* [CHALLENGE]: Continue the explanation of Oracle's sort merge outer join from the point where it stops below.

* [SOURCE EXCERPT]:
>>>
TOPIC:
Sort Merge Outer Join
DEFINITION:
In this, we are going to discuss the last outer join technique provided by Oracle, “Sort Merge Outer Join”.
To perform sort merge outer join, Oracle follow these steps[assume table-a is outer-joined with table-b]:
2. Oracle read all the required records from table-b and sort the data by the same joining column(s)
3. Oracle then compare all these sorted data from both these tables record-by-record based on the joining column(s)
4. Oracle return the record from table-a if it has a matching record from table-b and returns the value for all the columns mentioned in the query
5. Oracle even return the record from table-a if it can’t find a matching record from table-b and returns NULL for table-b’s columns(s) mentioned in the query
In this join, there is no concept of driving & driven table like nested loop outer join. Important point to understand is, unlike nested loop outer join, where-in driven(inner) table is read(or accessed) as many number of times as for the each record from the outer table but in sort merge outer join, each of the tables involved are accessed at most once. Actually sort merge outer join has two phases (like sort merge natural join), Sorting & Merging. Step-1 & Step-2 are of Sorting phase and Step-3, Step-4 & Step-5 are of Merging phase. In the sorting phase, all the required records from both the tables are read and then get sorted. In the merging phase, records from both these tables are joined and the matching records as well as the unmatching records from the parent table (table-a) will be returned in the output. So, Sort Merge Natural Join and Sort Merge Outer Join differ only in the merging phase (the phase where the records are going to be merged with each other) but the sorting phase works in the same way for both these joins.
The logical flow diagram for this methodology will be like this, [assume table-a is outer-joined with table-b. So, table-a is the parent table & table-b is the child table]
PHASE-I (Sorting)
Read the records from table-a
Sort the retrieved required records of table-a by the join_key
(which is nothing but the column(s) used for joining these two tables)
Dump into temp_a (assume logically that temp_a is just a temporary
memory space to hold this sorted data of table-a)
Read the records from table-b
Sort the retrieved required records of table-b by the same join_key
Dump into temp_b
PHASE-II (Merging)
read 1st record from temp_a
read 1st record from temp_b
while [NOT End Of Record] on temp_a and temp_b
loop
if ( temp_a.join_key = temp_b.join_key )
<<<
* [SUPPLIED INFORMATION]:
>>>
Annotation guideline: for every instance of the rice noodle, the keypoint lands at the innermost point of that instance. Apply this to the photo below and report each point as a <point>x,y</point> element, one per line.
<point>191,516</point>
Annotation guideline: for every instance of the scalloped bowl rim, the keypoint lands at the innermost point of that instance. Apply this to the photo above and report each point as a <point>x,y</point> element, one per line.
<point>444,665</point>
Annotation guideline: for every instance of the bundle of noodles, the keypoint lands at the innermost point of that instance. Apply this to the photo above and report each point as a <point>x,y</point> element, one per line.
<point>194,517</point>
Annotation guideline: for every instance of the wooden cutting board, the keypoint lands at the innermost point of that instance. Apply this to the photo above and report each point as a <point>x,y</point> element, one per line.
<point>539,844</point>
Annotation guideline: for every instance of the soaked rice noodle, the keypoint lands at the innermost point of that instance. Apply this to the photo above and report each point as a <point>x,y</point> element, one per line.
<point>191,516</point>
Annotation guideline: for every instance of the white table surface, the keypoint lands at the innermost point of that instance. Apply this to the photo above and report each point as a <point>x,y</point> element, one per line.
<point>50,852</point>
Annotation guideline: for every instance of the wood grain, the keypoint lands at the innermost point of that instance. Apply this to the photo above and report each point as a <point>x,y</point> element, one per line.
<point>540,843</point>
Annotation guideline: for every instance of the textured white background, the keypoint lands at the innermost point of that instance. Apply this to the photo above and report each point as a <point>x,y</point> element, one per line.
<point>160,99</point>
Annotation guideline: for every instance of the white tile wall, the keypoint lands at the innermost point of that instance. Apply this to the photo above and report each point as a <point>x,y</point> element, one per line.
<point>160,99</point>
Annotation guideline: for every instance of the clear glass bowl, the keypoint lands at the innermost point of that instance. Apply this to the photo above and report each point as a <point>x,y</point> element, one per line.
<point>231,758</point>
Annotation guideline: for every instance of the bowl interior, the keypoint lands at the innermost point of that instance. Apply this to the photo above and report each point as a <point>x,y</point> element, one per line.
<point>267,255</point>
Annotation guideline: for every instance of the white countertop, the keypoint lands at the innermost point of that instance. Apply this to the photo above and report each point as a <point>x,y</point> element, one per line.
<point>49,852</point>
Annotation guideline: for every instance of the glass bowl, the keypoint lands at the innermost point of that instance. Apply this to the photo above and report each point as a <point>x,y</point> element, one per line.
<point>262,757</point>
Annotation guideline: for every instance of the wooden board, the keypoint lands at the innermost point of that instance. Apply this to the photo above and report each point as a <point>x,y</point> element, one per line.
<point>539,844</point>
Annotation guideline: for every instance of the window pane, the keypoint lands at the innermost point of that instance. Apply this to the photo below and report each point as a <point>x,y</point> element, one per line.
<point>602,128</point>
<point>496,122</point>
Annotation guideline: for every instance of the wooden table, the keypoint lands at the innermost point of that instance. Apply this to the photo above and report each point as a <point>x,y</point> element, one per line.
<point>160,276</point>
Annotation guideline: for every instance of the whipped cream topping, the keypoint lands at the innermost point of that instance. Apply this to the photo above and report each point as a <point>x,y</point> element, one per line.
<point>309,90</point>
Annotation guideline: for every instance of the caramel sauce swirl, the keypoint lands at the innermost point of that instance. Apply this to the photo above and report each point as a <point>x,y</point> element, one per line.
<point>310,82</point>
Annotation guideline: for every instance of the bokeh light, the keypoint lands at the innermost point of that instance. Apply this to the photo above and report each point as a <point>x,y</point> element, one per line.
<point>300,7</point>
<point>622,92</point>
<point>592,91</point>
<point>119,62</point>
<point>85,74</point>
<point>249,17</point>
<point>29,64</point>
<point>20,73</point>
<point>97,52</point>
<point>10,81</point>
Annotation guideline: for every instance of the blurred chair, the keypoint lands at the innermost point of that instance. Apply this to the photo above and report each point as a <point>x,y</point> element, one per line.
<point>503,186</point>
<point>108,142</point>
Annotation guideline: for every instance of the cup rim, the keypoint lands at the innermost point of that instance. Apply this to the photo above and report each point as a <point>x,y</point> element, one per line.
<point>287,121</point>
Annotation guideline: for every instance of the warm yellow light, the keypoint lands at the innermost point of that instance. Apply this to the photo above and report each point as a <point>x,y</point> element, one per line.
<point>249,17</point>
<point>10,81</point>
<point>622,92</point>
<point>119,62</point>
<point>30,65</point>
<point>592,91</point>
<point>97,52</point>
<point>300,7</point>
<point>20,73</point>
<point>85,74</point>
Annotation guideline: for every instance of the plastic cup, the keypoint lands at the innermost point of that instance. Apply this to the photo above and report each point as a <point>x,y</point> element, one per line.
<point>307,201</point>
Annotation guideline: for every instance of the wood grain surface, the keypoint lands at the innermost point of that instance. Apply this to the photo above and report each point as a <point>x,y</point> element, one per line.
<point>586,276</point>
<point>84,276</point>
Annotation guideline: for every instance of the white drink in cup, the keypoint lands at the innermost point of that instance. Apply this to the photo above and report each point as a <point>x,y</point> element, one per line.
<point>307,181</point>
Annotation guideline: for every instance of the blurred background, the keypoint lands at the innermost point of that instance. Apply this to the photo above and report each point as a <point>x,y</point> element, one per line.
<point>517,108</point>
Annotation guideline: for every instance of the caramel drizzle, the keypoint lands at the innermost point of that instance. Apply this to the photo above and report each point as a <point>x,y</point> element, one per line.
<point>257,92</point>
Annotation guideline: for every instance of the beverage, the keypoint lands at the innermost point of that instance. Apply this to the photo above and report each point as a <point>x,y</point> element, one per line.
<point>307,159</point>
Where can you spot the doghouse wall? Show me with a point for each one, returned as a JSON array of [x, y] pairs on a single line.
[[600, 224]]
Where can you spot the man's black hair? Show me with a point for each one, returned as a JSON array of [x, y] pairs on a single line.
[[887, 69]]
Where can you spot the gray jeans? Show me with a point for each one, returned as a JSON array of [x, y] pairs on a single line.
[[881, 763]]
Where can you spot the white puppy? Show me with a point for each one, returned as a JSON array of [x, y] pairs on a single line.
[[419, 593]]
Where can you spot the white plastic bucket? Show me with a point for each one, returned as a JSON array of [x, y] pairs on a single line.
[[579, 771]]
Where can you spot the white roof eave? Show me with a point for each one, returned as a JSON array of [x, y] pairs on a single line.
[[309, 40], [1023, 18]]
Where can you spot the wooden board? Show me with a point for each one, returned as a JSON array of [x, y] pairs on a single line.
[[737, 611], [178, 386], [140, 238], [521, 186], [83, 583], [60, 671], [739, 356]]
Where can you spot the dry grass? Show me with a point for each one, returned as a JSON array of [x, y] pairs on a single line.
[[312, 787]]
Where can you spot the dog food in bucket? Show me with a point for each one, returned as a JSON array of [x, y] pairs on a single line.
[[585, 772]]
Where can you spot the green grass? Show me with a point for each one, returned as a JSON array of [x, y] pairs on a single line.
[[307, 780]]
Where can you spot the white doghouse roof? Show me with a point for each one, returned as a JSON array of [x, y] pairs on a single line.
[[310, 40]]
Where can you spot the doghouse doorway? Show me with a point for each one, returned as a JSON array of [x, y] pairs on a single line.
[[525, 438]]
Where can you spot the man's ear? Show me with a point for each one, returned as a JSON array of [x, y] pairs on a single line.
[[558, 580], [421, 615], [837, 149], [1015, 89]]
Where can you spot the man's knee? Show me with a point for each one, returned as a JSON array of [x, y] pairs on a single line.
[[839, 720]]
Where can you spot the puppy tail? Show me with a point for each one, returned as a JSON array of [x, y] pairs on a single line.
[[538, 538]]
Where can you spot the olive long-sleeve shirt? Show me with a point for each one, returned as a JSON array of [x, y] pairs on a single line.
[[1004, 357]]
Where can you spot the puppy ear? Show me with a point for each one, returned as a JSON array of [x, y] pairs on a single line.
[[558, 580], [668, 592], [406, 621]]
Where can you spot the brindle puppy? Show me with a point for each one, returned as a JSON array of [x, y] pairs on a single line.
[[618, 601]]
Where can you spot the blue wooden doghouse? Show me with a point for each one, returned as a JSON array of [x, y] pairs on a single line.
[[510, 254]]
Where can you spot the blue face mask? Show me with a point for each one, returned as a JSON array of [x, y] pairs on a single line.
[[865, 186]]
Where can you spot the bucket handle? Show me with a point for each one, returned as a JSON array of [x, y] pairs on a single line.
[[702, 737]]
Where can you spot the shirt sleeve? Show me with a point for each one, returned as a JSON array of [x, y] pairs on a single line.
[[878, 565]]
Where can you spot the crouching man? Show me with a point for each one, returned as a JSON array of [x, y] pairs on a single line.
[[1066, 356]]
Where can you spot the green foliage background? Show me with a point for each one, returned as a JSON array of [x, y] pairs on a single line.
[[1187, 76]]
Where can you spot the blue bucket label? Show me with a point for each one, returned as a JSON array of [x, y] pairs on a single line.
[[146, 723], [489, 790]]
<<<
* [EXERCISE RESPONSE]:
then output joined record and return the value for all the column(s) mentioned
in both the tables
elsif ( temp_a.join_key < temp_b.join_key )
then also output the joined record but return the value for all table-a’s
column(s) mentioned in the query & NULL for all table-b’s column(s)
mentioned in the query
elsif ( temp_a.join_key > temp_b.join_key )
then don’t output the record
(Note: If there is only one record in temp_a [which is a parent table] then
return that record of temp_a & NULL for all table-b’s
column(s) mentioned in the query. This is an exception.)
end if
if ( temp_a.join_key = temp_b.join_key )
then read the next record in temp_a
(Note: If there are multiple records for the same join_key in temp_b
[which is a child table], then all the records in temp_b for a join_key
value should be joined with all the records in temp_a for the same
join_key value. So, consider for the same join_key value, if n records
are in table-a & m records are in table-b, then the total number of
iteration it suppose to do for this join_key value should be equal
to n*m)
elsif ( temp_a.join_key < temp_b.join_key )
then read the next record in temp_a
elsif ( temp_a.join_key > temp_b.join_key )
then read the record(s) in temp_b till temp_b.join_key >= temp_a.join_key
end if
end loop
LITTLE-KNOWN FACTS TO BE REMEMBERED:
· /*+ USE_MERGE(<<table-1>> <<table-2>>) */ is the hint that can be used to impose this sort merge outer join.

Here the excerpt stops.